INSTRUCTION 1: In the "Sharing A Few Acres" forum thread, which camera and lens did .45 buy?
INSTRUCTION 2: Extend the "Sharing A Few Acres" forum thread with further posts after its last one.

SUPPLIED TEXT:

# Sharing A Few Acres



## .45

It just amaze's me that so many creatures can share the same space in just a few acre's. Most of the animals we have seen for 3 to 4 years, this is the 3rd year for the pheasants, the 4th year on the female fox, the skunk is a newcomer this year, as is the Western Kingbird. The birds come and go. Even the house cat has lived in the area for about 4 years.

Sorry about the quality of pictures, sometimes I don't care to get too close to some of the animals.

Less than a mile from my home... :?


----------



## WeaselBrandGameCalls

Great batch of photos.


----------



## Cooky

Cool. I know we aren’t supposed to like foxes but I do. You mentioned you were going to get a new camera a while back what did you end up with?


----------



## .45

Thanks guys!

Cooky.....I did buy a new camera. I picked up a Canon T3i with the high dollar 300mm lense. I didn't much care for the set-up, so I've already sold the lense, the camera is for sale if you're interested. 

These picture's were shot with a cheaper and smaller Canon.


----------



## Catherder

Awesome pics as always! Superbly done. :O||: I have greatly missed seeing what you and your camera have come up with.

DATASET CONTENT:

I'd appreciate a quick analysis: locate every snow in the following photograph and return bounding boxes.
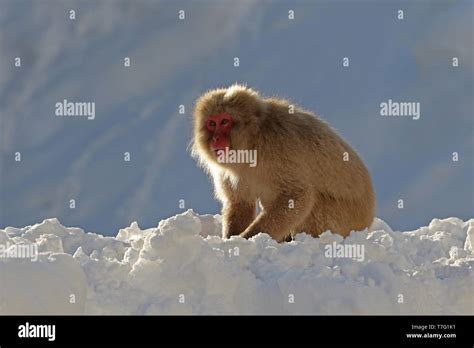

EXERCISE ANSWER 1: A Canon T3i with a 300mm lens.

EXERCISE ANSWER 2:
----------



## Bax*

FANTASTIC pics .45! You really got some quality pics there 8)


----------



## threshershark

Looking good Festus!


----------



## sawsman

Nice ones!

Garfield the cat looks healthy. Must be stealing some of the Alpo... :O•-:


----------



## Ifish

Nice pictures .45! My father-in-law actually had a Mama skunk that lived in the culvert that ran under his driveway leading to the back of his property. She became comfortable enough with him she followed him around like a cat. He would lead her into the barn, got her hay when it was winter time, when she had her babies they were right there along for the ride and she never once acted like she didn't love him. It was a crazy thing, but pretty cool.


----------



## Al Hansen

8)


----------



## Huntoholic

Nice job on the Photo's.

I really like the skunk..........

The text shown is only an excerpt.